Return everything from the beginning of the records below down to and including the line that contains "[84,279,144,309]", reproducing each line without alteration.

## Records shown
┄┄┄┄┄┄

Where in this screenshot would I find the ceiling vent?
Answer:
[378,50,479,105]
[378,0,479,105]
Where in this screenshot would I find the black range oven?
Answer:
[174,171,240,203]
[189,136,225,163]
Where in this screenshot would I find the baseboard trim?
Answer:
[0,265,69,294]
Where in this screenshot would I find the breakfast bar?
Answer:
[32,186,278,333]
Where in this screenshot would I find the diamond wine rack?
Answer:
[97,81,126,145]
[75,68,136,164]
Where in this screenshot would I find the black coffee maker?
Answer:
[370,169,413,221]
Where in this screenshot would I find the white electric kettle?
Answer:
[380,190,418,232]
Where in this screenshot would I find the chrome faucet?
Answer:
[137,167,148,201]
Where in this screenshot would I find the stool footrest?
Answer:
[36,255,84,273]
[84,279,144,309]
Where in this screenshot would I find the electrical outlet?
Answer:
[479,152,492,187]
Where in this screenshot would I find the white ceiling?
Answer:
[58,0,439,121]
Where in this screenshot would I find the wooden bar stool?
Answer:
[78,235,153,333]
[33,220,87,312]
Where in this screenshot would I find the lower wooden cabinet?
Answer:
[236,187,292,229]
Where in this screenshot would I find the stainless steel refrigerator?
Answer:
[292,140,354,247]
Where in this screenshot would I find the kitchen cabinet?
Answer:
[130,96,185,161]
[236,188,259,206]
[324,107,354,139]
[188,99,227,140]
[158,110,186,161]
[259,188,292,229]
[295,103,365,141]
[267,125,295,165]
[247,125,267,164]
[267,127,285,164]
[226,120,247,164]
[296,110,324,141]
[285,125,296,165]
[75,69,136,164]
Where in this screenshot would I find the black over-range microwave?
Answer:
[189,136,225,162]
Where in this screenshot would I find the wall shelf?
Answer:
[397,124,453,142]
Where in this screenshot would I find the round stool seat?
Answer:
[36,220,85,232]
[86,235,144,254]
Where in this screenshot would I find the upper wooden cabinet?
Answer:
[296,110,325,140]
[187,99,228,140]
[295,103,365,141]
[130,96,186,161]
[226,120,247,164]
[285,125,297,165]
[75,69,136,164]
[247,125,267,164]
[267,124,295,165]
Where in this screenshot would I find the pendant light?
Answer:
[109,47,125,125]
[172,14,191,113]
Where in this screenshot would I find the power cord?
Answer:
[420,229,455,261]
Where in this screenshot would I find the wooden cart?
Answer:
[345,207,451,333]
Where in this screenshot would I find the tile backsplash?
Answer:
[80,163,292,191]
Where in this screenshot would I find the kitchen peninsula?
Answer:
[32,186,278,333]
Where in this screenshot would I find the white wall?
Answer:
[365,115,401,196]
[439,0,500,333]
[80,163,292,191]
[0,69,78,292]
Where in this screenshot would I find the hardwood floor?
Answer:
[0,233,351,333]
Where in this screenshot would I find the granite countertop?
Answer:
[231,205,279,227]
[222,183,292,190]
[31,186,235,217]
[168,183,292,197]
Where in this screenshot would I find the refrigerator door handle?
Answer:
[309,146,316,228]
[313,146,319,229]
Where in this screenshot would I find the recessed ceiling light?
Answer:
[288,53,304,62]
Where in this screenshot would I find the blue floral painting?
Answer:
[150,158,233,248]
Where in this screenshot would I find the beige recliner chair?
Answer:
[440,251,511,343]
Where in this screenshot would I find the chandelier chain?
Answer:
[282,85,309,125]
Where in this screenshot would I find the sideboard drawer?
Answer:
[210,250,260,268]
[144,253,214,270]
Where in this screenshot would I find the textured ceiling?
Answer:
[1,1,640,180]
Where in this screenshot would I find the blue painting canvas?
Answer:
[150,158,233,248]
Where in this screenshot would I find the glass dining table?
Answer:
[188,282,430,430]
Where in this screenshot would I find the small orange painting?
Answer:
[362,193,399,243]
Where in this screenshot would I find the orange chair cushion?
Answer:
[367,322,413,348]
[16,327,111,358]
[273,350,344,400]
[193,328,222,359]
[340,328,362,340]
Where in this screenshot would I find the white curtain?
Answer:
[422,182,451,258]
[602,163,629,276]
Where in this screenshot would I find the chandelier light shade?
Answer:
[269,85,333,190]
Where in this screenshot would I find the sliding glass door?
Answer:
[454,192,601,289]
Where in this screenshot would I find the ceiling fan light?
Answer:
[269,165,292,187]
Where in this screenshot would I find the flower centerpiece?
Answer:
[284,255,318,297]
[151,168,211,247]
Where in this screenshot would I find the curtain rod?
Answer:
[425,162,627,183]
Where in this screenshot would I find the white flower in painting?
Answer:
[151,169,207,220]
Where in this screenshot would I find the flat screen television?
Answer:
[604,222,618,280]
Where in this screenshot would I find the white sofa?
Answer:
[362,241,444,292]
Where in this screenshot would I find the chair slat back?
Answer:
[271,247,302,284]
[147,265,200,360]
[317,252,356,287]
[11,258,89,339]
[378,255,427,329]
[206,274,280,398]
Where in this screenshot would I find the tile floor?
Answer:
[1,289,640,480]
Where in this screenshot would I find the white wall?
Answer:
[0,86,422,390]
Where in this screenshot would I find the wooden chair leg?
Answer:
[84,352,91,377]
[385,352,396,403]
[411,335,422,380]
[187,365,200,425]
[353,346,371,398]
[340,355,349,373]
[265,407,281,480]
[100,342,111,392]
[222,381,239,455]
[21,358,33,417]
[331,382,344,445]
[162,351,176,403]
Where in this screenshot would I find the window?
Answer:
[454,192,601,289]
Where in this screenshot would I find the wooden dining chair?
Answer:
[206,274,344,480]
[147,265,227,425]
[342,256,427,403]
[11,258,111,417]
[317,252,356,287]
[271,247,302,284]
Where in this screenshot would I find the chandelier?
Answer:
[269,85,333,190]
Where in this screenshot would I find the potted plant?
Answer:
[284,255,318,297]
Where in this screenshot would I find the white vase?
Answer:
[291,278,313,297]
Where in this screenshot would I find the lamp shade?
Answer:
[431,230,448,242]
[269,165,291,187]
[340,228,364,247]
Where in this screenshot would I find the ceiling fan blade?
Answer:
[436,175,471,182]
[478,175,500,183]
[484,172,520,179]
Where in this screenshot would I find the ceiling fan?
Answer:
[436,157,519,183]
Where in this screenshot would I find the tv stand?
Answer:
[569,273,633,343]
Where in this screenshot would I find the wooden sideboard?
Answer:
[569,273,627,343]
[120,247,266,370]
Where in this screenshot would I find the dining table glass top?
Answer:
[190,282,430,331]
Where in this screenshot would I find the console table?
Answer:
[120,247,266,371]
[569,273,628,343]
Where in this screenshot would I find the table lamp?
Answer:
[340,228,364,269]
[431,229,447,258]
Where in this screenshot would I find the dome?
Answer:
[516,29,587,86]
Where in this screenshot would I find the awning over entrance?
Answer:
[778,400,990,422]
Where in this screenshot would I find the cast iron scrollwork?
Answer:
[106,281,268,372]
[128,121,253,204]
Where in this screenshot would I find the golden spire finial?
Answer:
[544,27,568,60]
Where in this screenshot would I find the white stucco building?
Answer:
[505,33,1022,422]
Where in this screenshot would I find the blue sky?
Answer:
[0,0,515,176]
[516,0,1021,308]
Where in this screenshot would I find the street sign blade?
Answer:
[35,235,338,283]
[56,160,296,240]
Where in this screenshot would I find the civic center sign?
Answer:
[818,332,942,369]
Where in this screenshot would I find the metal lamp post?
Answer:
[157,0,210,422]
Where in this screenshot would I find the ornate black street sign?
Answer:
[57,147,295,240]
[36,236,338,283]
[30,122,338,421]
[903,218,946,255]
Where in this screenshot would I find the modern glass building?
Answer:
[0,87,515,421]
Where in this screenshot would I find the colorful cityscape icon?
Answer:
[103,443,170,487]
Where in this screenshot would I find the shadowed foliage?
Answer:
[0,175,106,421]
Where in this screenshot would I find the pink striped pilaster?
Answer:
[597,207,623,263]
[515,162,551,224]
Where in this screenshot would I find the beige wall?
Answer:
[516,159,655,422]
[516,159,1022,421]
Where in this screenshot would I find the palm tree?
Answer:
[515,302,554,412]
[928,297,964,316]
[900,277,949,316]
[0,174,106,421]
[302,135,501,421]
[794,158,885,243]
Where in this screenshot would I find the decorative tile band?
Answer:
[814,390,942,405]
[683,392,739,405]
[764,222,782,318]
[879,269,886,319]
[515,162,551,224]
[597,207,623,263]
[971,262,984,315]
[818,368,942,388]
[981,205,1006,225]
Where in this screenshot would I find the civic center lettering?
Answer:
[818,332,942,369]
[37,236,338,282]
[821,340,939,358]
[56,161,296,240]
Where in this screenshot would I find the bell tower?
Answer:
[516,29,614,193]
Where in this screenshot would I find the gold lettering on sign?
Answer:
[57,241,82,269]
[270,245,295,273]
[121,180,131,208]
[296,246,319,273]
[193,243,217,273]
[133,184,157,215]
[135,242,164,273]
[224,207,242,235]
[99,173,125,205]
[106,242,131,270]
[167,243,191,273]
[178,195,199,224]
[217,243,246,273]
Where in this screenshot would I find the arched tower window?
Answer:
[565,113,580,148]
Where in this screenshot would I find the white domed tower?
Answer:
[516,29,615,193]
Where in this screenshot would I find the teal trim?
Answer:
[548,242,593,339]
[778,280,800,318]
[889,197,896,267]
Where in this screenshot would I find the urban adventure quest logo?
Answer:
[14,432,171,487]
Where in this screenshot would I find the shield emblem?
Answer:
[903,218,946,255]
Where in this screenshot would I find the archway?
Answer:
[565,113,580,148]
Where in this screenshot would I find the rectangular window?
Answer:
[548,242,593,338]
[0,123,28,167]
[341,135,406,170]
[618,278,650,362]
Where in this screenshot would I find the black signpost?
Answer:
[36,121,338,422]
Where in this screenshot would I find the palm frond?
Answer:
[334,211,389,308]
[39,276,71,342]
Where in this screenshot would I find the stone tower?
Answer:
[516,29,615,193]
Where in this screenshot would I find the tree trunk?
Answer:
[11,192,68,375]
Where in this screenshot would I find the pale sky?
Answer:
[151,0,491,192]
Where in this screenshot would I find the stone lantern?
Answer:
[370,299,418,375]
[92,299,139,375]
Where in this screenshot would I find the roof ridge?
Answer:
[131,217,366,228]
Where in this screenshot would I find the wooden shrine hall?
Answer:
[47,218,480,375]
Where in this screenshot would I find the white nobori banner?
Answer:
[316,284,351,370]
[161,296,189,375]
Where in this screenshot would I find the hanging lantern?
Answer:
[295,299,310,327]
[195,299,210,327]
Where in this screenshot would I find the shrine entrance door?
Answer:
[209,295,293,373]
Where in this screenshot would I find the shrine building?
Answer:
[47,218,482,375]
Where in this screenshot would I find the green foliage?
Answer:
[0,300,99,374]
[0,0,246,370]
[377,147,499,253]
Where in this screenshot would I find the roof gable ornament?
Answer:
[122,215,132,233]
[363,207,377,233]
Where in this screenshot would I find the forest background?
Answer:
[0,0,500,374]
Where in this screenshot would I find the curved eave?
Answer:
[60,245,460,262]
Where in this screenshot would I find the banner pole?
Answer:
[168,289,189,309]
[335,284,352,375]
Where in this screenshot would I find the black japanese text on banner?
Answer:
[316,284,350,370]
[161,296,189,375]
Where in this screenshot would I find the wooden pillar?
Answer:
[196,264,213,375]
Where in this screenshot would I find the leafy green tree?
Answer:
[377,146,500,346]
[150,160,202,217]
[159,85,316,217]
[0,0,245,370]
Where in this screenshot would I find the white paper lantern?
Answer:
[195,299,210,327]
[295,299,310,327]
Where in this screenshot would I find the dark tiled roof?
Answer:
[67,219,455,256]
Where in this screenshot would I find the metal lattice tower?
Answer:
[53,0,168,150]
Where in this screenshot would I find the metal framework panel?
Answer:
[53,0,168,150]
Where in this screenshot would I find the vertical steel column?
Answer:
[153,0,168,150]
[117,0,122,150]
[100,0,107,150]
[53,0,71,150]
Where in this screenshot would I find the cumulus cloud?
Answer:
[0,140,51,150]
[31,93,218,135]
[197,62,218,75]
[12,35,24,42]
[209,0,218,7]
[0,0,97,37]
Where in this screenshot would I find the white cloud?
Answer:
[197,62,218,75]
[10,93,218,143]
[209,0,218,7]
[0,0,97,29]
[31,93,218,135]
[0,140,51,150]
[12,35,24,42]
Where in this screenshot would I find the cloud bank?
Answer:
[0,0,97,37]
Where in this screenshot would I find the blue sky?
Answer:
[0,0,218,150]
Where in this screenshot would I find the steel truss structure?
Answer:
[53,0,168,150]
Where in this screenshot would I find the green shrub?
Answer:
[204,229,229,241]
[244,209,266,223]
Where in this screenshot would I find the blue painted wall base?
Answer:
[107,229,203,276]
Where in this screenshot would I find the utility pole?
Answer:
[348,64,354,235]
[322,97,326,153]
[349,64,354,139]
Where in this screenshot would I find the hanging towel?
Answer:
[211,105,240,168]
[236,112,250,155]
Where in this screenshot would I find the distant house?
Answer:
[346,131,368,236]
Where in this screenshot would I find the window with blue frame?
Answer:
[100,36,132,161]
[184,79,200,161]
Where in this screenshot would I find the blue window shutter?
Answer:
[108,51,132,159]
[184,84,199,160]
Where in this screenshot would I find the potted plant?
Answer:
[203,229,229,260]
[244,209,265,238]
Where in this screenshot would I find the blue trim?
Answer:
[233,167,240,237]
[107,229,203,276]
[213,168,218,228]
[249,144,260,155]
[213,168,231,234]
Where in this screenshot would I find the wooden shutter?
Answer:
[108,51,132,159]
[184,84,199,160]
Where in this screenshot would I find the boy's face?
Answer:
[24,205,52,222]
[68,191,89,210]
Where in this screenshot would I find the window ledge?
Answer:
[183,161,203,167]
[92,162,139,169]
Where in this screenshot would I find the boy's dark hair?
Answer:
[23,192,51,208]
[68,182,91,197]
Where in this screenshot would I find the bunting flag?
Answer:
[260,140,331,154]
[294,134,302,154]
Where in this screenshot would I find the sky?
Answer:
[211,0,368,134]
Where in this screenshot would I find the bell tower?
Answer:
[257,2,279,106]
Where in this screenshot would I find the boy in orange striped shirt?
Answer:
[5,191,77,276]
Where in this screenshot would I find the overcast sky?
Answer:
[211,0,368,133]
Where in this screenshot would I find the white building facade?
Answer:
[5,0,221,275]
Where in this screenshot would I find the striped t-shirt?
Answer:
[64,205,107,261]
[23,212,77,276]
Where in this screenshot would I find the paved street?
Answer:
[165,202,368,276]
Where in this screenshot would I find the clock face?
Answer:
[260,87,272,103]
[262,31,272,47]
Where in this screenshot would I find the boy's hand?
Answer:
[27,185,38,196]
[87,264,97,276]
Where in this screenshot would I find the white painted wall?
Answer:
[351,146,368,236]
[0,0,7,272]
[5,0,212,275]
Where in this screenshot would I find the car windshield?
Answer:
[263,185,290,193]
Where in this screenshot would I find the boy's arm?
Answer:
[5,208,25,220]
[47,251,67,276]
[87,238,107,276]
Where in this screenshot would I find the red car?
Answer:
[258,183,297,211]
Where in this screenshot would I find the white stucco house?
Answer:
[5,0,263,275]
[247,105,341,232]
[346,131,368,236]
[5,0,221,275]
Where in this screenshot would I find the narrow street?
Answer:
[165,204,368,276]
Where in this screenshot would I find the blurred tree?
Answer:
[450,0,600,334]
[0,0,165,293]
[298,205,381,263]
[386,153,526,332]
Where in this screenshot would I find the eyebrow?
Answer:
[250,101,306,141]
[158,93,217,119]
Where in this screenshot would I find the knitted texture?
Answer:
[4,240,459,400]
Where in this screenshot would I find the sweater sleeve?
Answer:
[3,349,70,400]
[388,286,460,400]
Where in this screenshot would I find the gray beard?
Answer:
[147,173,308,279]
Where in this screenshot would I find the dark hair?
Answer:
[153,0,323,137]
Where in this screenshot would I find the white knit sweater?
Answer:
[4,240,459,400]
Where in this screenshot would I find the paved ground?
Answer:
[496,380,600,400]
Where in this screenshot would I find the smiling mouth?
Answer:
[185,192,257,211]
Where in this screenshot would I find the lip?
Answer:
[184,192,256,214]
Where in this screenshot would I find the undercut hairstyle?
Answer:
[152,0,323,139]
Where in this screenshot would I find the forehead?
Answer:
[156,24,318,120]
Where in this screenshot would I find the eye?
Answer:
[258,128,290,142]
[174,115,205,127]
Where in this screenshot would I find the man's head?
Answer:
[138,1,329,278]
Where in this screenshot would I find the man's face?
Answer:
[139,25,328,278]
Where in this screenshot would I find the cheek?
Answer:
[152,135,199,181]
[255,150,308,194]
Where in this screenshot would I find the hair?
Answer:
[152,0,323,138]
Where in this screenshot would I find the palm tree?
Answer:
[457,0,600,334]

┄┄┄┄┄┄

## The result
Where in this screenshot would I find the ceiling vent?
Answer:
[378,50,479,105]
[378,0,479,105]
Where in this screenshot would I find the black range oven?
Answer:
[174,171,240,203]
[189,136,225,163]
Where in this screenshot would I find the baseboard trim?
Answer:
[0,265,69,294]
Where in this screenshot would I find the breakfast bar?
Answer:
[32,186,278,333]
Where in this screenshot would I find the diamond wine rack?
Answer:
[97,81,126,145]
[75,68,136,164]
Where in this screenshot would I find the black coffee maker?
Answer:
[370,169,413,221]
Where in this screenshot would I find the white electric kettle?
Answer:
[380,190,418,232]
Where in this screenshot would I find the chrome faucet?
Answer:
[137,167,148,201]
Where in this screenshot would I find the stool footrest?
Answer:
[36,255,84,273]
[84,279,144,309]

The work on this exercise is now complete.